> Your task
Below is a set of records; restate each one word for word.

> Provided information
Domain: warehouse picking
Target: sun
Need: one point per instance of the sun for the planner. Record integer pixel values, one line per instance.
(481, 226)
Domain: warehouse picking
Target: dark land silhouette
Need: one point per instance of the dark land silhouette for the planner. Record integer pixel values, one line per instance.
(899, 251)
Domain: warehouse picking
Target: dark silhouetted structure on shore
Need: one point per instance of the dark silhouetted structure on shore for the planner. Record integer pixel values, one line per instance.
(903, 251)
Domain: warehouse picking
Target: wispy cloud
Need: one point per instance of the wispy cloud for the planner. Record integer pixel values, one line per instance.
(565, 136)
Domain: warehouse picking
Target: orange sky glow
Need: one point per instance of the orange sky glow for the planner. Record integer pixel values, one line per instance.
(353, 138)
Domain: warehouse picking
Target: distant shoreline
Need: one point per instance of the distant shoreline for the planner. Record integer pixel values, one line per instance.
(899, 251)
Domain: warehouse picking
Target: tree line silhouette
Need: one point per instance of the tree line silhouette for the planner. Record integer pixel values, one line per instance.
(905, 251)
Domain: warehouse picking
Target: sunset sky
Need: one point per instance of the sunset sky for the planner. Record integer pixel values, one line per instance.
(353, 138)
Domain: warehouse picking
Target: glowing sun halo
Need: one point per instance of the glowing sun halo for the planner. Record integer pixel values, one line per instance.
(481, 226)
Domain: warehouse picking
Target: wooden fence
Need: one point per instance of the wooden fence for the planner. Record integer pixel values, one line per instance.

> Task answer
Domain: warehouse picking
Target: sun
Need: one point per instance of the sun for the planner. Record integer pixel values, one line per instance.
(481, 226)
Domain: warehouse picking
Target: dark land silhouette
Need: one point per instance of the dark land silhouette for the planner. Record integer pixel values, one line per instance.
(899, 251)
Domain: warehouse picking
Target: dark silhouetted structure on shore
Need: one point per instance of the dark silhouetted structure on shore for the planner. Record integer pixel values, one line per instance.
(903, 251)
Domain: warehouse picking
Target: wispy cloud
Need: one point per instance of the wispy cloud for the planner. Record integer pixel values, one line per instance.
(565, 136)
Domain: warehouse picking
Target: orange sky glow
Need: one point per instance of the orange sky glow for the planner. Record integer pixel values, one line per instance.
(353, 138)
Domain: warehouse picking
Target: distant shoreline
Need: one point per instance of the distant shoreline for the planner. Record integer pixel values, one line per instance.
(899, 251)
Domain: warehouse picking
Target: tree line silhouette
Need: one point per instance of the tree line silhouette for the planner. Record integer pixel values, one line per instance.
(905, 251)
Domain: warehouse picking
Target: sunset sky
Need: one point per instance of the sunset sky for the planner. Record integer pixel values, one line per instance.
(353, 138)
Domain: warehouse picking
Target: glowing sun halo
Need: one point per instance of the glowing sun halo for the planner. Record integer pixel values, one line per instance.
(481, 226)
Domain: warehouse picking
Target: wooden fence
Need: one point per instance of the wooden fence for the planner. Record integer pixel values, one line per instance.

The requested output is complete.